● **TASKS TO COMPLETE**
1 > Print the part of the avocado and Listeria article between "The infection can" and "among pregnant women.", inclusive.
2 > Translate this sentence from the avocado and Listeria article into Spanish: "However, food still has to be safe for consumers to eat."

● **EXCERPT TO READ**
*** Block opens ***
Growing consumer interest in healthier and more natural ingredients has fostered greater demand for food products formulated without synthetic additives. However, food still has to be safe for consumers to eat. Because some additives are needed for food safety reasons, food product developers are challenged with developing more "natural" additives that can produce comparable results.
Enter the avocado, long the darling of the produce section. Move over apple, the avocado now claims
the top spot in America's fruit baskets. (Yes, it is a fruit, a large pear-shaped berry containing a single seed).
These dynamos are packed with disease-fighting antioxidants. They're good for you, in other words.
Avocados may be good for the food industry, too. A recent study found that extracts and isolated compounds from avocado seeds offer potential as a natural additive incorporated into ready-to-eat foods to control microbes that cause Listeria, a foodborne bacterial illness.
THE DANGERS OF LISTERIA
Listeriosis is
food poisoning
caused by eating foods contaminated with the
Listeria monocytogenes
bacterium, notes WebMD.
The infection can cause serious and sometimes fatal infections in young children, frail or elderly people, and others with weakened immune systems. Healthy individuals may suffer only short-term symptoms such as high fever, severe headaches, stiffness, nausea, abdominal pain and diarrhea. It can also cause miscarriages and stillbirths among pregnant women.
The food safety aspect has taken on more importance in recent years, as consumers have experienced an increasing number of incidents of health risks from eating particular food products or foods with particular additives. Many of these scares took place in the past decade and concerned Sudan red, melamine, azodicarbonamide (ADA), and commercial peanut paste.
According to the web site
Food Safety News, Listeria has been implicated in numerous food recalls, including that of food products made with avocados. As recently as this November, a company
announced a voluntary recall of its certain hummus products due to possible health risks.
According to Jason Chen, an analyst with BCC Research, consumer concern over the global nature of food products continues to mount.
"No longer can a consumer only get foodstuffs and food products produced in a particular country, which meant, for example, that fresh produce was only available in the summer," Chen
says. "These days, a large number of U.S. food products are imported, not only from countries like Chile, where the seasons are reversed, but also increasingly from China and other developing nations, whose standards of cleanliness and safety are often lower than those in the U.S. and other developed nations. While the goal is to make food products safe and more convenient, these products also increasingly strive to be more “natural” and contain fewer chemicals."
*** Block closes ***
● **INFORMATION PROVIDED**
*** Block opens ***
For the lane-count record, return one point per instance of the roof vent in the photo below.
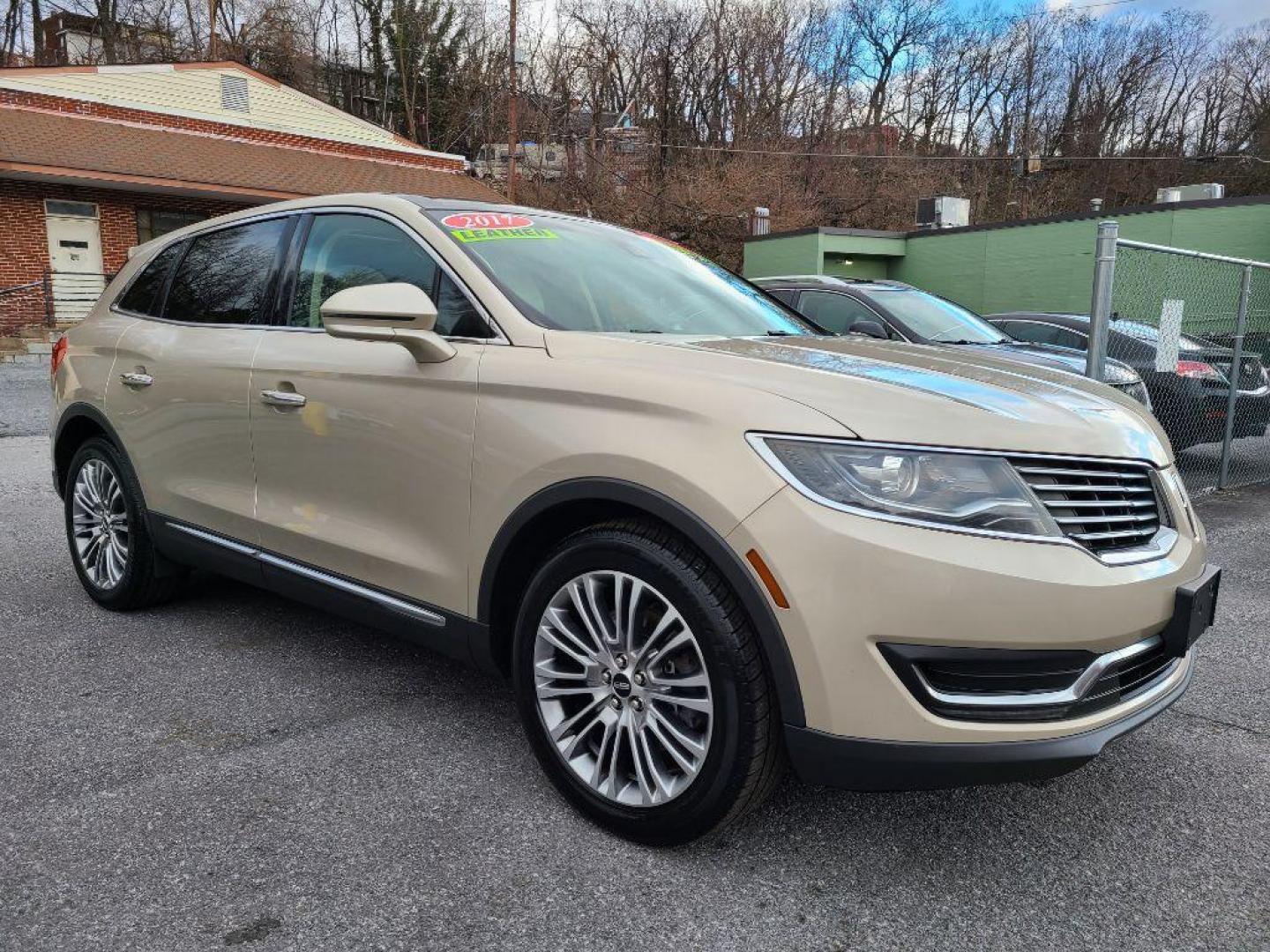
(1206, 192)
(943, 212)
(234, 93)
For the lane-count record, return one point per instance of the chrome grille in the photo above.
(1105, 505)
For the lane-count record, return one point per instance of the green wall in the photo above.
(1050, 267)
(796, 254)
(1039, 265)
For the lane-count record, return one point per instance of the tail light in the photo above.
(58, 353)
(1198, 369)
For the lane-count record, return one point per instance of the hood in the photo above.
(902, 392)
(1059, 358)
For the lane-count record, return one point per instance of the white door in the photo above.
(75, 258)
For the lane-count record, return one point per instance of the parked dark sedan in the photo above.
(895, 311)
(1189, 400)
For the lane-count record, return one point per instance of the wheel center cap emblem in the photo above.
(621, 686)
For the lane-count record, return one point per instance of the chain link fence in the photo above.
(1197, 328)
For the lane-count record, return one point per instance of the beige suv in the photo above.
(696, 533)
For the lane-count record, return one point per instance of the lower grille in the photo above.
(1002, 684)
(1102, 504)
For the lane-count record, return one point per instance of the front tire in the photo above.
(641, 686)
(106, 530)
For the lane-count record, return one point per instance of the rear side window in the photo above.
(225, 276)
(144, 294)
(349, 250)
(834, 312)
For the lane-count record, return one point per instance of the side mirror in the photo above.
(870, 329)
(397, 312)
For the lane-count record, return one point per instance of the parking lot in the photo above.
(234, 770)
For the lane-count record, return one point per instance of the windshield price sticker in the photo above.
(473, 235)
(487, 221)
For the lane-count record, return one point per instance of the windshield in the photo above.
*** Block closes ***
● **RESPONSES TO THE EXERCISE**
1 >
The infection can cause serious and sometimes fatal infections in young children, frail or elderly people, and others with weakened immune systems. Healthy individuals may suffer only short-term symptoms such as high fever, severe headaches, stiffness, nausea, abdominal pain and diarrhea. It can also cause miscarriages and stillbirths among pregnant women.

2 > Sin embargo, los alimentos todavía tienen que ser seguros para que los consumidores los coman.